**** Extrait à lire
Toujours aussi jolie – Carine-Laure Desguin
Ils étaient trop jeunes, pas assez sérieux, pour qu’on puisse accepter l’idylle qui risquait de les emmener dans un avenir que ni la famille de la jeune fille, encore une enfant, ni celle du jeune homme, bien trop jeune, ne pouvait envisager. Alors, la jeune fille a été envoyée au pair en Angleterre, ce qu’elle accepta bien vite car, avec le garçon ils avaient formulé le plan de s’y retrouver. Hélas l’histoire ne s’est pas écrit comme ils l’avaient prévu, la jeune fille appris un jour que le jeune homme n’avait pas survécu à un accident.
Bien des années après, elle rentre au pays, au Pays Noir comme on désigne souvent la région de Charleroi longtemps restée sous la poussière dégagée par les mines. Faisant étape à la gare du Midi, à Bruxelles, elle voit, croit voir, croit reconnaître, deviner, une personne qui lui a été particulièrement chère : illusion, hallucination, ressemblance… ? Elle ne sait que penser, elle est un peut perturbée, déstabilisée. De retour à Charleroi, elle retrouve sa ville, tout a changé, rien n’a changé, elle retrouve, les rues, les commerces, les cafés, même lui, le personnage qu’elle a vu à la gare, semble toujours être là, dernière une colonne, au coin d’une rue, là un peu plus loin à peine dissimulé, jamais à portée de voix. Chaque fois, elle fait des photos pour qu’elle puisse témoigner sans qu’on la prenne pour une folle.« Elle se dit que finalement, ces photos insolites viennent pimenter son destin, que rien n’arrive par hasard, que ce hasard n’existe pas, qu’il n’est que le reflet de nos pensées. »
********
**** Entrées de données
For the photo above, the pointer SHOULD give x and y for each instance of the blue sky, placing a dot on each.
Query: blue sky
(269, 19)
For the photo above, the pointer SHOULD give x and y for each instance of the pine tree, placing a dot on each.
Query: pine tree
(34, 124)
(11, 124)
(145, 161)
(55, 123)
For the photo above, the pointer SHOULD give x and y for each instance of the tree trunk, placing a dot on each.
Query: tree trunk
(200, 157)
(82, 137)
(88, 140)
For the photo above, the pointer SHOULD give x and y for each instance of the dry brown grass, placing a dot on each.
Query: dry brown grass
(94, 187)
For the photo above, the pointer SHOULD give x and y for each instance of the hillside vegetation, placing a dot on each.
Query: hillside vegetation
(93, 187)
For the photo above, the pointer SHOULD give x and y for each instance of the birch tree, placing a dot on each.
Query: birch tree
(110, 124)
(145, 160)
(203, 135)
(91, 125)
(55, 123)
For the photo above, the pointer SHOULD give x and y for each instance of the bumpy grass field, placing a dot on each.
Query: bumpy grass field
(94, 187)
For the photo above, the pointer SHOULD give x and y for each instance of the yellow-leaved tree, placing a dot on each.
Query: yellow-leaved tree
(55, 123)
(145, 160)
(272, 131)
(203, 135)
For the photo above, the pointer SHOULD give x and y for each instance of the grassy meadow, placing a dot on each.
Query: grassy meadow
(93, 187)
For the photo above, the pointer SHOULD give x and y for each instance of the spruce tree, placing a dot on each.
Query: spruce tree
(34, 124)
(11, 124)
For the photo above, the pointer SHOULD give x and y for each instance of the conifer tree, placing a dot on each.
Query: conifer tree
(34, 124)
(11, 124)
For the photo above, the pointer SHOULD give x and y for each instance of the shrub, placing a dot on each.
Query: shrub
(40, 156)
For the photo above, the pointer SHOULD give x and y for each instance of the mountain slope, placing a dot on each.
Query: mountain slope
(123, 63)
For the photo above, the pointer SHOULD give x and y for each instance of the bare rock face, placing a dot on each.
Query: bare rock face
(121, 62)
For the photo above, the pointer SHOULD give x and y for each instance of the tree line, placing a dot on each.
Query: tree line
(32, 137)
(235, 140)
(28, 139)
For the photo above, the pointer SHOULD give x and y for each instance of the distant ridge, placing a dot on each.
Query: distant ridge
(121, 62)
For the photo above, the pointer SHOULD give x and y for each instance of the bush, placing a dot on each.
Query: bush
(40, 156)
********
**** Entrées de données
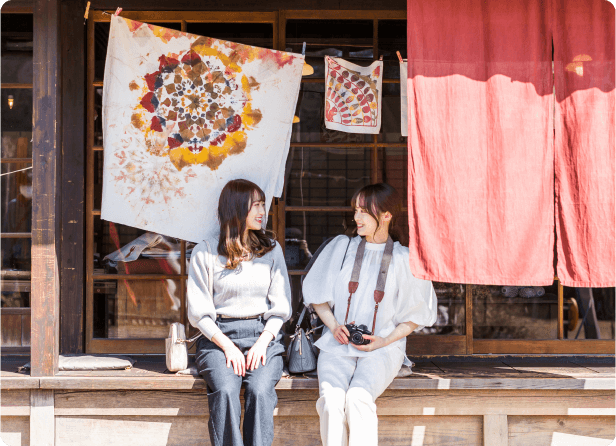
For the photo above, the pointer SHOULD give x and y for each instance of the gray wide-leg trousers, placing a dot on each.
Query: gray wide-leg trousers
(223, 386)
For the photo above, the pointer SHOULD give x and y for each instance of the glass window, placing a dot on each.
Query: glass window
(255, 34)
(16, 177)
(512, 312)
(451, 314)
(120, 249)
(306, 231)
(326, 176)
********
**** Entrées de données
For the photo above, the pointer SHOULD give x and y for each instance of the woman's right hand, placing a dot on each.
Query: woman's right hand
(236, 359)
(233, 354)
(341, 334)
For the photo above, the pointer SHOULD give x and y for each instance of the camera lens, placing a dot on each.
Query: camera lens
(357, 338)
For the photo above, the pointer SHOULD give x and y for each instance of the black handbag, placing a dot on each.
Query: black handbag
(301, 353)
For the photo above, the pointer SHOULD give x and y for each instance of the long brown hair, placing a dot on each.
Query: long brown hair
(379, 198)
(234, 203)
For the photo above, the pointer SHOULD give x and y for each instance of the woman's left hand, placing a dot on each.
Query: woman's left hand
********
## [Exercice proposé 1]
Recopiez fidèlement le passage du résumé de « Toujours aussi jolie » qui commence aux mots « Toujours aussi jolie » et s'arrête après « à un accident. ».
## [Exercice proposé 2]
Combien de lignes de la liste contiennent la chaîne « glass » ? Donnez uniquement le nombre.

## [Bonne réponse 1]
Toujours aussi jolie – Carine-Laure Desguin
Ils étaient trop jeunes, pas assez sérieux, pour qu’on puisse accepter l’idylle qui risquait de les emmener dans un avenir que ni la famille de la jeune fille, encore une enfant, ni celle du jeune homme, bien trop jeune, ne pouvait envisager. Alors, la jeune fille a été envoyée au pair en Angleterre, ce qu’elle accepta bien vite car, avec le garçon ils avaient formulé le plan de s’y retrouver. Hélas l’histoire ne s’est pas écrit comme ils l’avaient prévu, la jeune fille appris un jour que le jeune homme n’avait pas survécu à un accident.

## [Bonne réponse 2]
2